** Opening Data to examine block **

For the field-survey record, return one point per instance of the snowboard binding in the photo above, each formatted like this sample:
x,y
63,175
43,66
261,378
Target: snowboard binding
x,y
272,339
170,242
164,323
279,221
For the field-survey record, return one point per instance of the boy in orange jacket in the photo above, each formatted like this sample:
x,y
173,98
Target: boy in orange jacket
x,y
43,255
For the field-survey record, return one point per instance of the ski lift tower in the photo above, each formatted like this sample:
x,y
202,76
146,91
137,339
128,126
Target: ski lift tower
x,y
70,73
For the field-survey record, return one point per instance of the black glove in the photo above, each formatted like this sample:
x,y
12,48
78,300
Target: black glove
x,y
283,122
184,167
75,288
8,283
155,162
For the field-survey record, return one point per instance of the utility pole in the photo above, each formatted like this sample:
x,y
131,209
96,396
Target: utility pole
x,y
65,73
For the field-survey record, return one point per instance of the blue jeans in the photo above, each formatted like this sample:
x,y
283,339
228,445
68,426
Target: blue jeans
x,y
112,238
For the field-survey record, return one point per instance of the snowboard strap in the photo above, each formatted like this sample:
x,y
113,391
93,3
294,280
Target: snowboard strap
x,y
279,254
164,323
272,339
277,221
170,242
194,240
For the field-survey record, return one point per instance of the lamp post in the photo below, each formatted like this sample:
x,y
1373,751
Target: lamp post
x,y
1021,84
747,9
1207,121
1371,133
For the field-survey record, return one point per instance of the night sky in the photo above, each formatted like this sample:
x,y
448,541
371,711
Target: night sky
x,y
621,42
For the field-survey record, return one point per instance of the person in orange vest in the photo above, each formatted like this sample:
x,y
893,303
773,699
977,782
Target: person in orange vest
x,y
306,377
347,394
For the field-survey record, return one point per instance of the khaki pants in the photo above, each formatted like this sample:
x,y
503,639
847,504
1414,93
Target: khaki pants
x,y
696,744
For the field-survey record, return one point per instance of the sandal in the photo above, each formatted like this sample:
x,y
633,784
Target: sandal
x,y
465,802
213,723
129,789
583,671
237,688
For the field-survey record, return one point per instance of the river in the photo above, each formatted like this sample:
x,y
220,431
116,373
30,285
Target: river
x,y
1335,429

** Closing Data to examine block **

Your goal
Could you write out all the entries word for word?

Completed exercise
For the field-survey record, return one point per instance of the snowboard binding in the photo above, each formatted like this sample:
x,y
63,175
43,66
261,378
Target: snowboard binding
x,y
272,339
170,242
164,323
279,221
For the field-survey record, return one point per instance of the boy in orange jacket in the photo above, each formatted like this sample:
x,y
173,98
Target: boy in orange jacket
x,y
43,255
For the field-survey record, return one point per instance of the ski lift tower in the photo above, each formatted like this sample:
x,y
202,76
146,91
137,339
128,126
Target: ski lift tower
x,y
70,73
For the field-survey record, return one point per instance of the black glove in the photo above, each formatted like this sample:
x,y
12,48
78,300
Target: black glove
x,y
283,122
184,167
75,288
8,283
155,162
For the field-survey record, return one point per instance of the utility pole in the photo above, each formatted like this sample:
x,y
131,209
96,396
Target: utility pole
x,y
65,73
For the field-survey record, return one point per instance of the blue jeans in the photo above, each formatted like this sample:
x,y
283,339
228,445
68,426
Target: blue jeans
x,y
112,238
For the field-survey record, return one point per instance of the snowboard strap in the photo above, each formatted like this sample:
x,y
113,391
93,3
294,280
Target: snowboard strap
x,y
279,254
164,323
272,339
277,221
170,242
194,240
For the field-survey record, return one point per instance of the lamp post in the photo below, each formatted like this sample:
x,y
1373,751
Target: lamp post
x,y
1021,84
747,9
1207,121
1371,133
For the field-survey record, return one point per instance of the night sky in the photo above, each formatted like this sample:
x,y
448,541
371,711
Target: night sky
x,y
621,42
For the field-survey record, return one point per instance of the person in orange vest in the photo above, each formatted like this sample:
x,y
893,303
773,699
977,782
Target: person in orange vest
x,y
306,377
347,394
For the field-survey record, return one point per instance of the khaki pants in the photo above, each formatted like this sample:
x,y
503,639
847,504
1414,93
Target: khaki pants
x,y
696,744
For the field-survey record, return one point per instance of the sandal in the photo above, each formatted like this sample:
x,y
633,784
Target: sandal
x,y
465,802
213,723
129,789
583,671
237,688
For the field-survey record, return one point per instance of the river in the photo above, each formatted like this sample:
x,y
220,431
116,373
30,285
Target: river
x,y
1335,429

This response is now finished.